Retype the records in full, keeping each character as it is.

>>>>>

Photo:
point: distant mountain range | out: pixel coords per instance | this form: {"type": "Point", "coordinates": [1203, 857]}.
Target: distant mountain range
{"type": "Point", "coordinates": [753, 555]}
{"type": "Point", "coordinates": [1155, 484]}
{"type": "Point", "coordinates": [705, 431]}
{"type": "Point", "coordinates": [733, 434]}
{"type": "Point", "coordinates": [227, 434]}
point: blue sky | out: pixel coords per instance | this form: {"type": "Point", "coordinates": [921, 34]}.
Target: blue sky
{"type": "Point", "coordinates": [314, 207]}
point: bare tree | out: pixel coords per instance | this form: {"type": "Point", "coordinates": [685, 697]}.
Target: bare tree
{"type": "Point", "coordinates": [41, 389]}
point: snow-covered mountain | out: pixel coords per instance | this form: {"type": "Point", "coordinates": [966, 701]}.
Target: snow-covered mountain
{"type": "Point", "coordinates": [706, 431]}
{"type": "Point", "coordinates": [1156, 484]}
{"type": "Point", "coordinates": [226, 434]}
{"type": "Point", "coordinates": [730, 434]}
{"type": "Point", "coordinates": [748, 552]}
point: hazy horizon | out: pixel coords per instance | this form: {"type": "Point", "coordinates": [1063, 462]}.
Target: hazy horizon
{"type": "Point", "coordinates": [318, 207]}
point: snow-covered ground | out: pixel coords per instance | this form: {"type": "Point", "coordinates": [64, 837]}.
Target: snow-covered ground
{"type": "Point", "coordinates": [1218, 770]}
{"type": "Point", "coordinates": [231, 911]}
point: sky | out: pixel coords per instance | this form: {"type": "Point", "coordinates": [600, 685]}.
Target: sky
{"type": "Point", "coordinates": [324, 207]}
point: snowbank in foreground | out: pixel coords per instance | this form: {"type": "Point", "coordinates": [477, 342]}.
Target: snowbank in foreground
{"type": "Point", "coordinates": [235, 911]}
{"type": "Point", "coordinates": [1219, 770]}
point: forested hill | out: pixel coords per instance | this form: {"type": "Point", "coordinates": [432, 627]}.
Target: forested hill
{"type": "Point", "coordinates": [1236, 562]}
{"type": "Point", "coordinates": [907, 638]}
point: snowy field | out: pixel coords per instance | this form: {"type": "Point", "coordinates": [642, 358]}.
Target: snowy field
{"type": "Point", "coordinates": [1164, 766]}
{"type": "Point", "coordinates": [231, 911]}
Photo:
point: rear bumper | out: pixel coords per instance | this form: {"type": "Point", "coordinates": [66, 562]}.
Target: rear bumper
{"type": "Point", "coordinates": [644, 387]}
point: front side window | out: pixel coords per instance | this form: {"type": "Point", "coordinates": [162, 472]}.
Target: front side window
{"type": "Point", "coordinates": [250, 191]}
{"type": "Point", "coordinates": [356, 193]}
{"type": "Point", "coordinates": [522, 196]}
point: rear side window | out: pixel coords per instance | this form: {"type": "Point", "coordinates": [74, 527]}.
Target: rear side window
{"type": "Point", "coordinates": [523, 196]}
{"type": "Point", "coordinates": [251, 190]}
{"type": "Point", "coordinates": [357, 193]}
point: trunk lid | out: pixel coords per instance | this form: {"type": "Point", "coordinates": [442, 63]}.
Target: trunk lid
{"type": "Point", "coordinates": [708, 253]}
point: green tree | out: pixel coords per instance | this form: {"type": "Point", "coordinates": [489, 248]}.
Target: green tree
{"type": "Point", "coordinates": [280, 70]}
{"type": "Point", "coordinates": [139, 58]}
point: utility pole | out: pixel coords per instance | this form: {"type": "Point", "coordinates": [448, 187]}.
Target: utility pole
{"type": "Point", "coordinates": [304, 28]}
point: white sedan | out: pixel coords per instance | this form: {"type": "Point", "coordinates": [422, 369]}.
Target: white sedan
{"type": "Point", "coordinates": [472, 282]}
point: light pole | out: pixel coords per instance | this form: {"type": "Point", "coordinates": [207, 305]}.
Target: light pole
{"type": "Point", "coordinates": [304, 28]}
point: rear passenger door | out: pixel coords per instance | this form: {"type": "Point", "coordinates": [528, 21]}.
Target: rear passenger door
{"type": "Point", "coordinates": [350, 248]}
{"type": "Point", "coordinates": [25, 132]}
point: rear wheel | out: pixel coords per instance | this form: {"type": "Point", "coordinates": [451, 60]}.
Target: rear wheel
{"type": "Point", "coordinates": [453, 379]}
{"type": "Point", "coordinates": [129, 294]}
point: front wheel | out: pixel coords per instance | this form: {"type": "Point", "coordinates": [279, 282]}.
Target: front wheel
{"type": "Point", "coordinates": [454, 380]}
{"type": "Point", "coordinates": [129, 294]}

<<<<<

> **EXERCISE OUTPUT**:
Photo:
point: distant mountain range | out: pixel coords per instance | this form: {"type": "Point", "coordinates": [1203, 857]}.
Target: distant mountain range
{"type": "Point", "coordinates": [753, 555]}
{"type": "Point", "coordinates": [1155, 484]}
{"type": "Point", "coordinates": [705, 431]}
{"type": "Point", "coordinates": [733, 434]}
{"type": "Point", "coordinates": [227, 434]}
point: blue sky | out: pixel coords per instance | this form: {"type": "Point", "coordinates": [921, 34]}.
Target: blue sky
{"type": "Point", "coordinates": [314, 207]}
point: bare tree | out: pixel coords per instance | this form: {"type": "Point", "coordinates": [685, 697]}.
Target: bare tree
{"type": "Point", "coordinates": [41, 389]}
point: snow-covered mountain | out: pixel coords per instance | this form: {"type": "Point", "coordinates": [966, 701]}.
Target: snow-covered mountain
{"type": "Point", "coordinates": [706, 431]}
{"type": "Point", "coordinates": [1156, 484]}
{"type": "Point", "coordinates": [226, 434]}
{"type": "Point", "coordinates": [730, 434]}
{"type": "Point", "coordinates": [748, 552]}
point: hazy horizon | out: pixel coords per instance | this form: {"type": "Point", "coordinates": [1063, 462]}.
Target: hazy horizon
{"type": "Point", "coordinates": [318, 207]}
point: snow-covered ground | out: pixel coords per instance | this form: {"type": "Point", "coordinates": [64, 837]}.
Target: snow-covered ground
{"type": "Point", "coordinates": [1218, 770]}
{"type": "Point", "coordinates": [231, 911]}
point: sky | out: pixel coords per instance | this form: {"type": "Point", "coordinates": [600, 685]}.
Target: sky
{"type": "Point", "coordinates": [324, 207]}
point: snowbank in foreground | out: pixel coords per instance | this form: {"type": "Point", "coordinates": [477, 342]}.
Target: snowbank in foreground
{"type": "Point", "coordinates": [235, 911]}
{"type": "Point", "coordinates": [1219, 770]}
point: forested hill | out: pixel coords per instance | this form: {"type": "Point", "coordinates": [432, 627]}.
Target: forested hill
{"type": "Point", "coordinates": [1236, 562]}
{"type": "Point", "coordinates": [907, 638]}
point: snowy field | out: pixel coords per instance | this form: {"type": "Point", "coordinates": [642, 358]}.
Target: snowy field
{"type": "Point", "coordinates": [1164, 766]}
{"type": "Point", "coordinates": [231, 911]}
Photo:
point: rear bumper | out: pixel coords per instance | this form: {"type": "Point", "coordinates": [66, 562]}.
Target: rear bumper
{"type": "Point", "coordinates": [644, 387]}
point: front side window | out: pixel coords per instance | this form: {"type": "Point", "coordinates": [162, 472]}.
Target: front side window
{"type": "Point", "coordinates": [250, 191]}
{"type": "Point", "coordinates": [356, 193]}
{"type": "Point", "coordinates": [522, 196]}
point: rear side window | out: pixel coords per instance | this form: {"type": "Point", "coordinates": [74, 527]}.
Target: rear side window
{"type": "Point", "coordinates": [523, 196]}
{"type": "Point", "coordinates": [251, 190]}
{"type": "Point", "coordinates": [357, 193]}
point: trunk lid | out: pixel coords per instance | this form: {"type": "Point", "coordinates": [442, 63]}.
Target: trunk lid
{"type": "Point", "coordinates": [708, 253]}
point: green tree | out: pixel coords per instance | this form: {"type": "Point", "coordinates": [489, 248]}.
Target: green tree
{"type": "Point", "coordinates": [280, 70]}
{"type": "Point", "coordinates": [139, 58]}
point: utility pole | out: pixel coords per instance | this form: {"type": "Point", "coordinates": [448, 187]}.
Target: utility pole
{"type": "Point", "coordinates": [304, 28]}
point: white sedan | out: pixel coords per instance | this form: {"type": "Point", "coordinates": [422, 369]}.
Target: white sedan
{"type": "Point", "coordinates": [472, 282]}
point: light pole | out: pixel coords per instance | this form: {"type": "Point", "coordinates": [207, 305]}.
Target: light pole
{"type": "Point", "coordinates": [304, 28]}
point: rear passenger door | out: pixel coords per instance | this form: {"type": "Point", "coordinates": [528, 21]}.
Target: rear passenger door
{"type": "Point", "coordinates": [350, 248]}
{"type": "Point", "coordinates": [25, 132]}
point: rear wheel | out: pixel coords per instance | this form: {"type": "Point", "coordinates": [451, 60]}.
Target: rear wheel
{"type": "Point", "coordinates": [453, 379]}
{"type": "Point", "coordinates": [129, 294]}
point: front wheel | out: pixel coords per instance | this form: {"type": "Point", "coordinates": [279, 282]}.
Target: front wheel
{"type": "Point", "coordinates": [454, 380]}
{"type": "Point", "coordinates": [129, 294]}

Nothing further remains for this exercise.